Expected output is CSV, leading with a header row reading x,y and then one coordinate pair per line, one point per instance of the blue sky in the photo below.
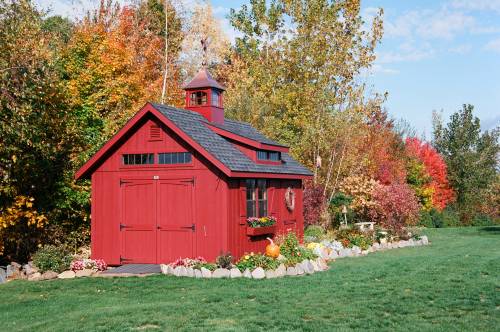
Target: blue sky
x,y
435,55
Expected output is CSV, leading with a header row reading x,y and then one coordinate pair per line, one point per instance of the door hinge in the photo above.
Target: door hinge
x,y
193,227
188,181
122,226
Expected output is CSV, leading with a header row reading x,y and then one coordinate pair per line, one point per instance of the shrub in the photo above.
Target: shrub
x,y
396,206
52,258
314,232
314,203
252,261
224,261
92,264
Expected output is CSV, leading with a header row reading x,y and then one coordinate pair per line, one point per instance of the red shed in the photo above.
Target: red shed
x,y
182,182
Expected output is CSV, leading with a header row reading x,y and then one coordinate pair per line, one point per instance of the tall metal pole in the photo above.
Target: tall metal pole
x,y
165,73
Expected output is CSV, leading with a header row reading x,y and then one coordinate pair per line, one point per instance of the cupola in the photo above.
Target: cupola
x,y
204,95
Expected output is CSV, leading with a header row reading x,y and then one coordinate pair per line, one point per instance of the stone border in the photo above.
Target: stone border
x,y
304,268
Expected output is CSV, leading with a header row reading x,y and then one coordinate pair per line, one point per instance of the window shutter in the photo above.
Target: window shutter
x,y
155,133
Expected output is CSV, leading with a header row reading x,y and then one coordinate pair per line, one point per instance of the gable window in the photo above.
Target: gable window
x,y
214,99
268,155
174,158
138,159
256,198
198,98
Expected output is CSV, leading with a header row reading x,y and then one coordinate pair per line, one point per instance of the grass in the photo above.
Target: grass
x,y
453,284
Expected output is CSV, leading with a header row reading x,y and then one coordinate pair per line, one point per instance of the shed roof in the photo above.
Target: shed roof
x,y
196,131
193,124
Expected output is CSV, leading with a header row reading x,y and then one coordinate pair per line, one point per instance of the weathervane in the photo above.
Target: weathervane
x,y
204,48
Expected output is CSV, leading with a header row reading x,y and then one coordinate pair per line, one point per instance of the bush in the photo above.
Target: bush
x,y
252,261
314,203
52,258
224,261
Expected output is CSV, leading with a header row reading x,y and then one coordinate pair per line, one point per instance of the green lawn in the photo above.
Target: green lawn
x,y
453,284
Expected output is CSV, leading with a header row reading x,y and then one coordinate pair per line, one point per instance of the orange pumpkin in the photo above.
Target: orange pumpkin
x,y
272,249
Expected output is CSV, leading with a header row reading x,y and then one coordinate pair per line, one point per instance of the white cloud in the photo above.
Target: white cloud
x,y
493,45
477,5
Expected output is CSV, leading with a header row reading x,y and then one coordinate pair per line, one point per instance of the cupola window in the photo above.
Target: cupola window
x,y
215,99
198,98
269,155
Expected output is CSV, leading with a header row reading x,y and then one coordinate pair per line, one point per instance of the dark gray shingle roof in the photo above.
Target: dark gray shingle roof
x,y
246,130
193,124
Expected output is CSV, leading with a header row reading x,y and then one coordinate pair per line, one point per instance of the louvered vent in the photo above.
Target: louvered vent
x,y
154,133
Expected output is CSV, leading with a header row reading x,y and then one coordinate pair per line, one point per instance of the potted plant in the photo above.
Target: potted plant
x,y
260,226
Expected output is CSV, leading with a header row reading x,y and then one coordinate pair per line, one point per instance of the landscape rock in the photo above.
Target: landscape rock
x,y
48,275
164,268
66,275
206,273
333,254
247,274
235,273
356,250
281,270
258,273
84,273
291,271
315,266
307,267
35,276
220,273
270,274
345,252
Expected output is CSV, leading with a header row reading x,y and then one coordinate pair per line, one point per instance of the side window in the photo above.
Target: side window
x,y
256,198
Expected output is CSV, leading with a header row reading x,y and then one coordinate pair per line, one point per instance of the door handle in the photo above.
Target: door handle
x,y
192,227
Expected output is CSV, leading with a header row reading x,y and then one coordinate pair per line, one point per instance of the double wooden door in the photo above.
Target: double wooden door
x,y
157,222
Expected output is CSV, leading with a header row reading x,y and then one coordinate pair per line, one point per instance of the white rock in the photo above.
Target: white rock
x,y
220,273
48,275
66,275
333,254
356,250
206,273
281,270
84,273
247,274
35,276
291,271
235,273
307,266
258,273
315,266
346,252
164,268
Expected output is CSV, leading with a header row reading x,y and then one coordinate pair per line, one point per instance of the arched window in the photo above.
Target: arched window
x,y
198,98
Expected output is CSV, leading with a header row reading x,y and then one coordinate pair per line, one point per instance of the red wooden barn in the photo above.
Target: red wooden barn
x,y
182,182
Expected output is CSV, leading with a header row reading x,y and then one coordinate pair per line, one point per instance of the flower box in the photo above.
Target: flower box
x,y
256,231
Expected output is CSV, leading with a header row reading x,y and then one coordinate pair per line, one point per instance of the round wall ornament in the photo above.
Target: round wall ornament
x,y
290,199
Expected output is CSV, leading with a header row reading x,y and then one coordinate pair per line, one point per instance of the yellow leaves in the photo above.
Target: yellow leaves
x,y
22,210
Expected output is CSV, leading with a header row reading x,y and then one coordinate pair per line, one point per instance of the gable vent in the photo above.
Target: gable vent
x,y
154,133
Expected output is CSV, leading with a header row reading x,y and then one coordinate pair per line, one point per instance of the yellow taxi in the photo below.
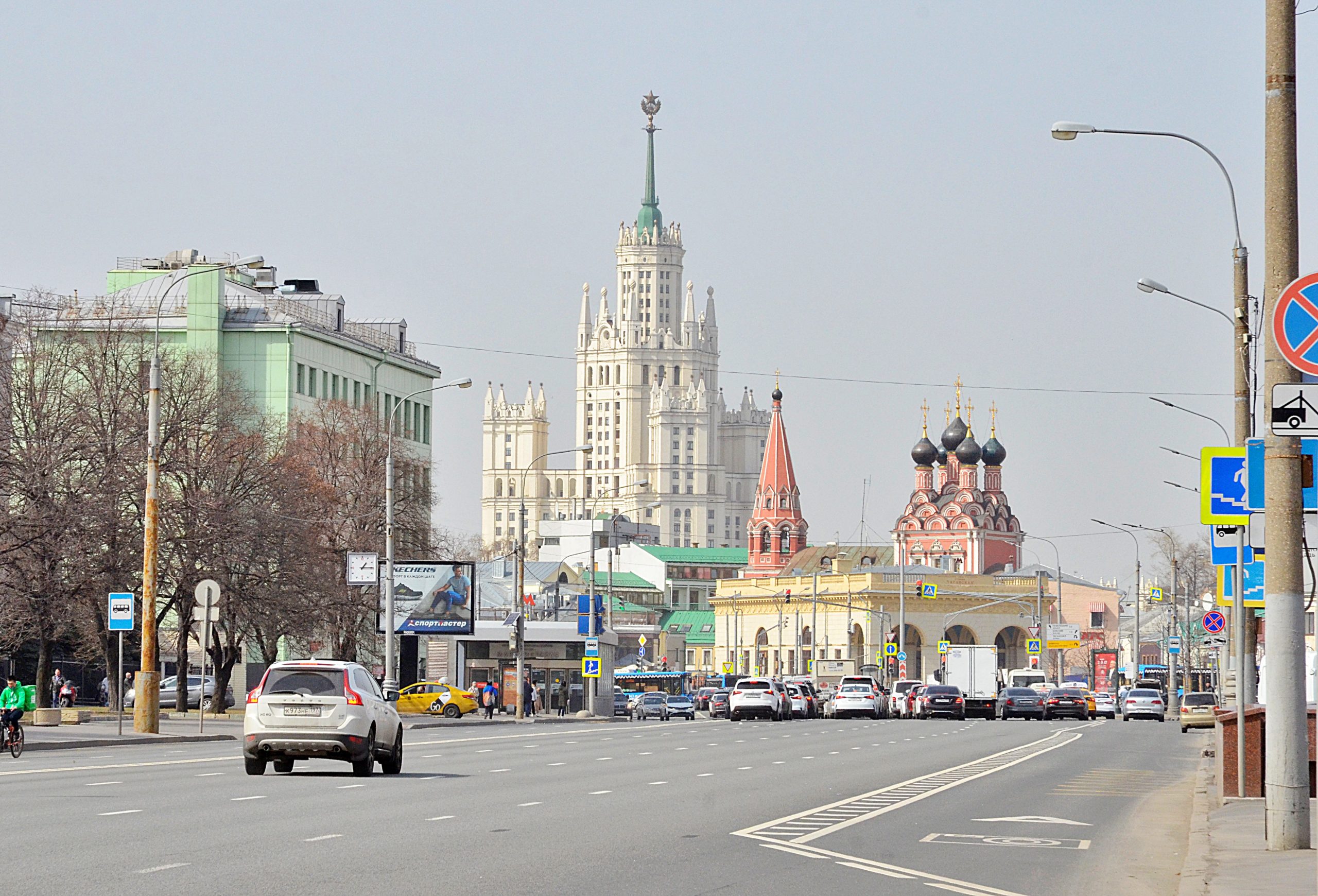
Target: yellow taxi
x,y
438,699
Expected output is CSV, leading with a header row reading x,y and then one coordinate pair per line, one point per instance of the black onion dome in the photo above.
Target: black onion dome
x,y
924,454
953,435
969,451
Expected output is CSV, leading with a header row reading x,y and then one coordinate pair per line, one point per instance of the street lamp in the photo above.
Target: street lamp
x,y
391,657
519,548
1135,641
147,716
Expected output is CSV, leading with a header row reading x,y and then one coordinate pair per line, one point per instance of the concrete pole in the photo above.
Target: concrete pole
x,y
1287,772
147,687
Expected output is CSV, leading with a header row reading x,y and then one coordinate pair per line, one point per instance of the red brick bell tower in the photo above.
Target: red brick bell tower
x,y
777,529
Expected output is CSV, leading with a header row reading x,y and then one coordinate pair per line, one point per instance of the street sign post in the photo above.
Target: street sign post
x,y
206,612
120,616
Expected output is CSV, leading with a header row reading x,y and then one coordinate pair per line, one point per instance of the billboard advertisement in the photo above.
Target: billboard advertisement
x,y
434,597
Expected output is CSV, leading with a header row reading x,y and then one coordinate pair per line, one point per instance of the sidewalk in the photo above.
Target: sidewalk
x,y
1227,854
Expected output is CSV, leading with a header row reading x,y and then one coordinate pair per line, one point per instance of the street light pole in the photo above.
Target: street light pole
x,y
147,687
391,634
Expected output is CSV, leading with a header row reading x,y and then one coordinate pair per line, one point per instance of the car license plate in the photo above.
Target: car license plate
x,y
301,711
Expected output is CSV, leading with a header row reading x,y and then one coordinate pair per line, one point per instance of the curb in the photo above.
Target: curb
x,y
128,741
1199,854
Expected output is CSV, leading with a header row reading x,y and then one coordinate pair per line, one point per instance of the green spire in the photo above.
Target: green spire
x,y
649,216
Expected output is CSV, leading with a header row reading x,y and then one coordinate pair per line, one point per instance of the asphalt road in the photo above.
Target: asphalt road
x,y
822,807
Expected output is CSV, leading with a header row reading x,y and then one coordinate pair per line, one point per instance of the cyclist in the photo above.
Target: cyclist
x,y
11,705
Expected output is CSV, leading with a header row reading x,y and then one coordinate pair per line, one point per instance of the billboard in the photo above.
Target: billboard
x,y
434,597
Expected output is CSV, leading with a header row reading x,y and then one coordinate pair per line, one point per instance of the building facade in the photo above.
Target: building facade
x,y
667,447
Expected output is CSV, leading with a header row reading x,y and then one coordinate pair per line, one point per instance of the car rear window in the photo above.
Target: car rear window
x,y
309,683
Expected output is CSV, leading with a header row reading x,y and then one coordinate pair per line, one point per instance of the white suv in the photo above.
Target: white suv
x,y
321,709
757,697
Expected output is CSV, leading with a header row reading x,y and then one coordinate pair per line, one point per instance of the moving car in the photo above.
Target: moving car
x,y
1020,703
651,705
1063,703
1199,709
756,697
1143,701
438,699
321,709
855,700
944,700
682,705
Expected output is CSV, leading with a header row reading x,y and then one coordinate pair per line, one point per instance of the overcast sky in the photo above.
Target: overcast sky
x,y
872,189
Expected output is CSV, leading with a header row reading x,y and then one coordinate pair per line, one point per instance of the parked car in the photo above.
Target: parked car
x,y
651,705
1199,709
1065,701
1105,704
169,694
321,709
756,697
856,700
1143,701
682,705
1020,703
944,700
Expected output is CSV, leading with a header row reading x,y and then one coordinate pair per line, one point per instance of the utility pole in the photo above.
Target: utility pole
x,y
1287,771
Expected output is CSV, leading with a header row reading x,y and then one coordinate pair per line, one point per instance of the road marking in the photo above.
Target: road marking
x,y
844,814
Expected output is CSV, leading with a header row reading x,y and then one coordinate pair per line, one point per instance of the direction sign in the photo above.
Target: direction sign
x,y
120,612
1295,323
1222,487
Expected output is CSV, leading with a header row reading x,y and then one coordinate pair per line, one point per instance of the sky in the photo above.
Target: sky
x,y
870,187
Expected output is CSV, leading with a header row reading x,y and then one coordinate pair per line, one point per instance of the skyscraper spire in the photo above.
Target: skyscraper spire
x,y
649,218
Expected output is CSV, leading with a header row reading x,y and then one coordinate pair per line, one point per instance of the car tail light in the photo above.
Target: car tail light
x,y
354,697
256,692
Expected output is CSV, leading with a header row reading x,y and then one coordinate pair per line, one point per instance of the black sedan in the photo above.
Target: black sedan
x,y
1067,703
943,700
1020,703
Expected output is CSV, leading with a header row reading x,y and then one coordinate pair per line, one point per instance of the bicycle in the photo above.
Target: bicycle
x,y
12,739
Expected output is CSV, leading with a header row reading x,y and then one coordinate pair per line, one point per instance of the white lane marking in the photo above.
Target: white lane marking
x,y
883,871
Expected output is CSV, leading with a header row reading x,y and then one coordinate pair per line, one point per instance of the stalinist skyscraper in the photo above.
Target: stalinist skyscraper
x,y
649,401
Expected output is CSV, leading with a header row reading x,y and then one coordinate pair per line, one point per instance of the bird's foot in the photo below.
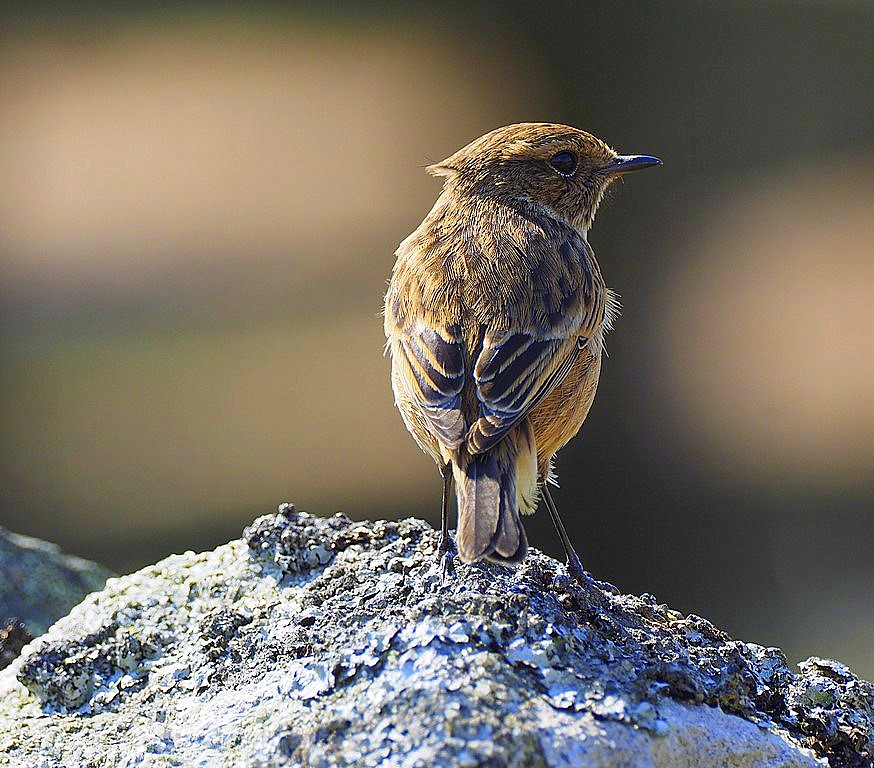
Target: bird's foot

--- What is needed ---
From the line containing "light in the photo above." to the end of the data above, give those lines again verbatim, with both endpoints included and no images.

--- Final answer ---
Expected output is CSV, leading with a header row reading x,y and then one coordinate pair per line, one point per instance of the car tail light in the photo above.
Target: car tail light
x,y
354,697
256,692
Expected output is CSV, leading with a header row reading x,y and then one coordinate pair per line, one point per instance of the black sedan in the photo above.
Target: black sedan
x,y
1067,703
943,700
1020,703
Expected output is CSV, leading with a header row reading x,y and then one coordinate pair per line, one point per instance of the bicycle in the photo above.
Target: bicycle
x,y
12,739
Expected output is CSV, leading with a header row reading x,y and then one coordinate pair per line, one point per instance of the white lane marking in the photo above.
Target: white lane marking
x,y
883,871
Expected output is CSV, leading with a header row reading x,y and then one coordinate pair per line, one point per instance of the stalinist skyscraper in the photo above.
Target: stalinist skyscraper
x,y
649,401
Expected output is CSV, leading with a header row reading x,y and then one coordinate pair per line, one point per instance of the bird's foot in the photo below.
Target: bird's foot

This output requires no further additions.